THE PROBLEM – Using the material below, print the line that contains "Check that each instance of the boulder", the line that contains "Check that each instance of the man's", and every line in between, exactly and nothing else.

STORED DATA –
━━━━━━━━━━━━━━━━━━━━
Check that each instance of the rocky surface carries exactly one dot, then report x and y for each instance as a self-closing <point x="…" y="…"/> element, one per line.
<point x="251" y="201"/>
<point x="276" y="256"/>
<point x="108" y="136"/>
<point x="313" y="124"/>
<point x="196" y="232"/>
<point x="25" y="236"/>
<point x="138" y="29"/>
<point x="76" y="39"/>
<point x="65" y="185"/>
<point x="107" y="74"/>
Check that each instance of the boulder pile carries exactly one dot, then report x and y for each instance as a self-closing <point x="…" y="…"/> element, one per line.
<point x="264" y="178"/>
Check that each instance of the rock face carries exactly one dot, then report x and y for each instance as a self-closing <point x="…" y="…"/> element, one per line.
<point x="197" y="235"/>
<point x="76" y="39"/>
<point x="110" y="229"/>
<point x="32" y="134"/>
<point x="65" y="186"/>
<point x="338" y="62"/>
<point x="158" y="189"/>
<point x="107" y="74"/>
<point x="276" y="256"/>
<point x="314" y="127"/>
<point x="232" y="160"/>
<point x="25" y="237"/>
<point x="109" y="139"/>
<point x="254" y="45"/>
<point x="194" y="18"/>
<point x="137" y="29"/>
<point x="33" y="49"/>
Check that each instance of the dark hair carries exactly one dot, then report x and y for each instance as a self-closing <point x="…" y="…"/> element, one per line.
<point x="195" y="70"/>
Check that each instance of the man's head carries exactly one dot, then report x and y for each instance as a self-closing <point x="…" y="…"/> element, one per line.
━━━━━━━━━━━━━━━━━━━━
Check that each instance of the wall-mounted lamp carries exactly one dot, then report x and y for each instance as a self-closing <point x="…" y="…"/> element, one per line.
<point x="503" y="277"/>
━━━━━━━━━━━━━━━━━━━━
WRITTEN RESPONSE –
Check that each instance of the boulder pile carries exactly one dot, then report x and y for each instance as a self-closing <point x="…" y="…"/> element, one per line.
<point x="264" y="178"/>
Check that each instance of the rock face carries exactly one dot, then report x and y for each instance as a self-closing <point x="…" y="…"/> element, one per line.
<point x="197" y="235"/>
<point x="76" y="39"/>
<point x="110" y="229"/>
<point x="32" y="134"/>
<point x="65" y="186"/>
<point x="338" y="62"/>
<point x="158" y="189"/>
<point x="107" y="74"/>
<point x="276" y="256"/>
<point x="314" y="127"/>
<point x="232" y="160"/>
<point x="25" y="237"/>
<point x="109" y="139"/>
<point x="254" y="45"/>
<point x="194" y="18"/>
<point x="137" y="29"/>
<point x="33" y="49"/>
Check that each instance of the dark hair carries exactly one dot, then report x and y for each instance as a self-closing <point x="…" y="…"/> element, one per line.
<point x="195" y="70"/>
Check that each instance of the man's head carries exactly one dot, then report x and y for each instance as a self-closing <point x="…" y="…"/> element, one per line.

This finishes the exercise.